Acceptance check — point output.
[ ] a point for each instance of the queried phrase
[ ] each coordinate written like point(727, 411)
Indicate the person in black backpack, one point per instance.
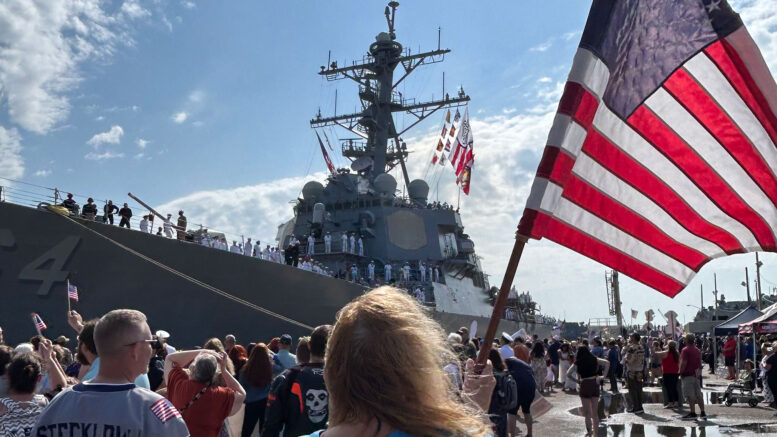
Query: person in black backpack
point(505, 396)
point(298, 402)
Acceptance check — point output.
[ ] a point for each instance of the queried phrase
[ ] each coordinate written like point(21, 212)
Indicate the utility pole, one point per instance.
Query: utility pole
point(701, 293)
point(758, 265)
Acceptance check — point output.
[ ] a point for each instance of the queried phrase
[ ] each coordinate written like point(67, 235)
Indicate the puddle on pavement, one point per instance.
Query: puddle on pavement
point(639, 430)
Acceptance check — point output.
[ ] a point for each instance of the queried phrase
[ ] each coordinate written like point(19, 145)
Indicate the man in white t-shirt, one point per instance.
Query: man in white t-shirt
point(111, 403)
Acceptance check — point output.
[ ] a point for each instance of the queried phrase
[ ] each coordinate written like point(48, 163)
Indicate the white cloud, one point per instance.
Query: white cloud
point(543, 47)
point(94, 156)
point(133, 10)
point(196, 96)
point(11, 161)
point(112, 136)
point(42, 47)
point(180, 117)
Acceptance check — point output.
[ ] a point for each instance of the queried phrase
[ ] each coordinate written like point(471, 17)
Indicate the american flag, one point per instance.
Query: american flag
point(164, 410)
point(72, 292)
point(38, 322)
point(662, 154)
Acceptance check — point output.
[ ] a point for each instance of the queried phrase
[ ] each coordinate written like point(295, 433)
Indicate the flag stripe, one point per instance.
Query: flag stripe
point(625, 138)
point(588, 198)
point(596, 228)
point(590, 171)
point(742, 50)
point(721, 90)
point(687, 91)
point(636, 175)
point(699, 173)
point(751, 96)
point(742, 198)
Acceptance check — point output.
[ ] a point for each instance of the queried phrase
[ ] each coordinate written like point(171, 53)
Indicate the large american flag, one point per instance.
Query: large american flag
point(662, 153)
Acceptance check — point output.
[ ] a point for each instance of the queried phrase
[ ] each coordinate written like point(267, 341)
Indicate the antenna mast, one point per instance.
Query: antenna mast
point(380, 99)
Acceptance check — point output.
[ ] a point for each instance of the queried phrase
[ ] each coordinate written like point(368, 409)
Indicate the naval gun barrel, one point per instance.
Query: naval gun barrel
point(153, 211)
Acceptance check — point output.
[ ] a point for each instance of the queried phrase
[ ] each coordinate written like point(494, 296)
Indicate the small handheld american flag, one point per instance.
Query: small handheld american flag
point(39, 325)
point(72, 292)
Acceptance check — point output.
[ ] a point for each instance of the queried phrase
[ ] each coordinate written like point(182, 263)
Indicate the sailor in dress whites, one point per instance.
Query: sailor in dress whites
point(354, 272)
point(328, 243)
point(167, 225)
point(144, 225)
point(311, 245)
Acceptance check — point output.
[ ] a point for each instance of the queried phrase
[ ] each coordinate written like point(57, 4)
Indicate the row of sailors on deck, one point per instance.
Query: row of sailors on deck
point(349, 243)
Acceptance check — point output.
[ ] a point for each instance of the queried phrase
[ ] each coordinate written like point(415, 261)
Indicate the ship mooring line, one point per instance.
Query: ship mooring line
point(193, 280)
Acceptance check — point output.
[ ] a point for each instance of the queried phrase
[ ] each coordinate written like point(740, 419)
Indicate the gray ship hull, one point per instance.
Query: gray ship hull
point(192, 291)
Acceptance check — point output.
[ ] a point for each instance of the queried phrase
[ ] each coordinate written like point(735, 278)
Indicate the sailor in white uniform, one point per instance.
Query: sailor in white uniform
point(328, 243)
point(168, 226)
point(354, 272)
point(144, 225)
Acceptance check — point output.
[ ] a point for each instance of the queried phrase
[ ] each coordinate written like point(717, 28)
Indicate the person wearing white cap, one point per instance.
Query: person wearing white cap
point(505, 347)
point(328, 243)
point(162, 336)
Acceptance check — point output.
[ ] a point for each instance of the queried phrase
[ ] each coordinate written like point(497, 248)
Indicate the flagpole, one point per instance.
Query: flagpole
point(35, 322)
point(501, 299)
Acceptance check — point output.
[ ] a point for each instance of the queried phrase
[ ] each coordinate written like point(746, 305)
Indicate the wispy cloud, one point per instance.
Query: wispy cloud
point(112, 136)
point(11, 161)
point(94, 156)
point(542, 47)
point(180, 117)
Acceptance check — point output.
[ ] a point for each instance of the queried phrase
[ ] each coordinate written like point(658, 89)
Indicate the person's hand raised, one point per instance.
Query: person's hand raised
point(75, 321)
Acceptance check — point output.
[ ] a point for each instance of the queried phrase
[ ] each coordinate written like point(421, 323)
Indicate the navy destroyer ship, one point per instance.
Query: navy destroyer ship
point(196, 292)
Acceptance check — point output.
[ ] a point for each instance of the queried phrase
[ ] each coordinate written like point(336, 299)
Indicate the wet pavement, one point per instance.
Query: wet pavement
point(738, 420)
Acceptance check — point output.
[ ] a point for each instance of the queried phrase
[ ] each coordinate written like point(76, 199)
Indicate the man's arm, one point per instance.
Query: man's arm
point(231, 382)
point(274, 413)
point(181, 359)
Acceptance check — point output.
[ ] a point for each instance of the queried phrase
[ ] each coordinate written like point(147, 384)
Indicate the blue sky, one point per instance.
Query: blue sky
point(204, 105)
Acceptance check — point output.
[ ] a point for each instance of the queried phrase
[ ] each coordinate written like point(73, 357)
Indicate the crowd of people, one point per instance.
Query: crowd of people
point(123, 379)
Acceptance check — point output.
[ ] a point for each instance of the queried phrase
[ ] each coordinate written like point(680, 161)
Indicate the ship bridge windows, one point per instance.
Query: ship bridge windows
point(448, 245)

• • •

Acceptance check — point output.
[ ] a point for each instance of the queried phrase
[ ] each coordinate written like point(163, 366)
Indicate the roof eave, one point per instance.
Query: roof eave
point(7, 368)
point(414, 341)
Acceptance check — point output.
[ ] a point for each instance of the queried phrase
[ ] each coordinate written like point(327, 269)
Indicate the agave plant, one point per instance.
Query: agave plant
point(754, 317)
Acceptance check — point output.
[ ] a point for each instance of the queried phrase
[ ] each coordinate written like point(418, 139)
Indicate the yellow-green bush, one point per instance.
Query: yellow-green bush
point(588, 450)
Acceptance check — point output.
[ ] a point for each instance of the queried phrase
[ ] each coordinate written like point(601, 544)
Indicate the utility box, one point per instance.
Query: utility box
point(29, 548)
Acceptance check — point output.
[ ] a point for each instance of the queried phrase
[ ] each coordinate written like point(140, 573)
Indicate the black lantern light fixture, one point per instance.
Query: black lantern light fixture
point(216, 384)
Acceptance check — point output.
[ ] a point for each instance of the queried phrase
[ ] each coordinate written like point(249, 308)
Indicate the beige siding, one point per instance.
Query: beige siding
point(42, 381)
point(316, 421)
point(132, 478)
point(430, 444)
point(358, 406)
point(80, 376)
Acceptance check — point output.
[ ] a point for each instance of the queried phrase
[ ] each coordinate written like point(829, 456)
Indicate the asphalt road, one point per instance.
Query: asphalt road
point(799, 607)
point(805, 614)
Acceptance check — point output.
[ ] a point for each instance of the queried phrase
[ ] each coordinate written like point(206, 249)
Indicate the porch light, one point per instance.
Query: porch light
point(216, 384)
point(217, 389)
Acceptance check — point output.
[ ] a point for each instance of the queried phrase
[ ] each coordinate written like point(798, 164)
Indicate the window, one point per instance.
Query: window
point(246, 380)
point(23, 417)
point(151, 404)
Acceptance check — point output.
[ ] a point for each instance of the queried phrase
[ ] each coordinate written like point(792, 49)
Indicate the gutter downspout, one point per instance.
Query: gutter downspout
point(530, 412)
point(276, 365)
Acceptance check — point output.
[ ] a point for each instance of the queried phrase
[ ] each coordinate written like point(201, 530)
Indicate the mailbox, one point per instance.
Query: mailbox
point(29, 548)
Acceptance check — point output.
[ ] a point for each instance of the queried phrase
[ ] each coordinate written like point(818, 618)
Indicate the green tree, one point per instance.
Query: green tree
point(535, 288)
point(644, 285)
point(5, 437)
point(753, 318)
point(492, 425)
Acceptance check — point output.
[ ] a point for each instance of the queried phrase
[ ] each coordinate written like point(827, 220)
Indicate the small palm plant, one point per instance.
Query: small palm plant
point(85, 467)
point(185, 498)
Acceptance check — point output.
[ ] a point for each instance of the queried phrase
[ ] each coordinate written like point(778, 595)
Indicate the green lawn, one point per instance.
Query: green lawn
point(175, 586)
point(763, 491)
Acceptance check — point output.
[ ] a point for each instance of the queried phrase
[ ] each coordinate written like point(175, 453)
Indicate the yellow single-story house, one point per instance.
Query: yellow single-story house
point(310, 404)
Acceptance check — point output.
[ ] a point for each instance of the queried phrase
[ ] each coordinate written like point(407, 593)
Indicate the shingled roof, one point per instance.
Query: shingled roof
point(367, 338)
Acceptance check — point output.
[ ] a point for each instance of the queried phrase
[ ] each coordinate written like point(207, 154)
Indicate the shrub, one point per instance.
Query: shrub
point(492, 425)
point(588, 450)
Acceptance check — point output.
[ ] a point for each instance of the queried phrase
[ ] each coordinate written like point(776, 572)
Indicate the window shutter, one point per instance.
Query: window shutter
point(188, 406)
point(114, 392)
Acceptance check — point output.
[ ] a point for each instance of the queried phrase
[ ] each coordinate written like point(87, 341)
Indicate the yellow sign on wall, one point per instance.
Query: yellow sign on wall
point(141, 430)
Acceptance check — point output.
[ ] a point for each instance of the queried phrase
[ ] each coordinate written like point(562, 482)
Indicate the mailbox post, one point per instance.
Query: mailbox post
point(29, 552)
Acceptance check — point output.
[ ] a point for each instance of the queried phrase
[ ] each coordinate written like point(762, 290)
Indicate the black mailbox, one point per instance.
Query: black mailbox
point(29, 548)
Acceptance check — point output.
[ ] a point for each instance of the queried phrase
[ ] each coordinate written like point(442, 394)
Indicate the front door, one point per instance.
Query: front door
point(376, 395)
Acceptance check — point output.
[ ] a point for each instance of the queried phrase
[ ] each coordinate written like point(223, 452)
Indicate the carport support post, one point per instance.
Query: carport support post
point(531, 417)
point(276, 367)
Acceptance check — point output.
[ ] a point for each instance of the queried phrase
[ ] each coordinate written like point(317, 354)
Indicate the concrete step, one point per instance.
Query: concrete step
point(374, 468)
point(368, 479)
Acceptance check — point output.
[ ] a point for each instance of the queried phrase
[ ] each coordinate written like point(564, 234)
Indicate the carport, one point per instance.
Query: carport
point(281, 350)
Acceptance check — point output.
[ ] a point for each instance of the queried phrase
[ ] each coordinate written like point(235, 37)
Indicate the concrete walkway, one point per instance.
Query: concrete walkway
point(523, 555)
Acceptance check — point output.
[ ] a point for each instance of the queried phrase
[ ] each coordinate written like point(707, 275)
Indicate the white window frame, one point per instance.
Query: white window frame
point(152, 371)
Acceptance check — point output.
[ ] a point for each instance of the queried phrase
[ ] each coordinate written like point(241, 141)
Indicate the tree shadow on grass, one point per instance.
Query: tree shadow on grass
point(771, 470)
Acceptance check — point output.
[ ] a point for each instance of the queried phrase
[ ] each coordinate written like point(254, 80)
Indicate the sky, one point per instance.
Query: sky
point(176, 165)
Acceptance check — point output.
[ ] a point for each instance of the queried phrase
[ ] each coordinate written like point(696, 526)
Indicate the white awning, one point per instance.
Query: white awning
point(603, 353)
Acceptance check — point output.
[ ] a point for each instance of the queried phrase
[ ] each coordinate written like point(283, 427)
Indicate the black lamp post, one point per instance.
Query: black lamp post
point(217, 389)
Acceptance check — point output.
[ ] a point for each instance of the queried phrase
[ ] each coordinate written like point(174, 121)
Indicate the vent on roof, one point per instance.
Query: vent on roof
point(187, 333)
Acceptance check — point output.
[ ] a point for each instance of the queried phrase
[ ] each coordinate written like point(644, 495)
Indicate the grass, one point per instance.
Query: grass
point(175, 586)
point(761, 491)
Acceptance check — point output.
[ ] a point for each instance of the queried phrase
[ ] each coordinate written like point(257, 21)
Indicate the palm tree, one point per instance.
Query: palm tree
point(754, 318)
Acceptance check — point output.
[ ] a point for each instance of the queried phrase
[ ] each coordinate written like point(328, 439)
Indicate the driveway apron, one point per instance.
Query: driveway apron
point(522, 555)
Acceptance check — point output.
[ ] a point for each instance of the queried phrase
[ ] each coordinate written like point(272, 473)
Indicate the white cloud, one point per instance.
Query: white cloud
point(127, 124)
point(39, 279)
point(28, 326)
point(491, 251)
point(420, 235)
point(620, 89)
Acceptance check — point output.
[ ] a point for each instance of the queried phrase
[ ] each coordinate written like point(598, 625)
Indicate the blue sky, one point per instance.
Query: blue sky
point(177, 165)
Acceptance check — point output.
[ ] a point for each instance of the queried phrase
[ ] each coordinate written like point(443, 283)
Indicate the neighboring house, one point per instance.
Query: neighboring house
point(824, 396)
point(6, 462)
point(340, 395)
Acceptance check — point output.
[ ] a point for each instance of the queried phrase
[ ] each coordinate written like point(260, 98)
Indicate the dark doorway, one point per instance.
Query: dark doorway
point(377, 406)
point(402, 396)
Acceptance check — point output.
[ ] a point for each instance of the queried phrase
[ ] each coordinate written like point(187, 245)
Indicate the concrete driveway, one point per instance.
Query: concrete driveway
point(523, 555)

• • •

Count the lines in the items above that contain the string "house", with case counting. Reply with the number only.

• _Output below_
4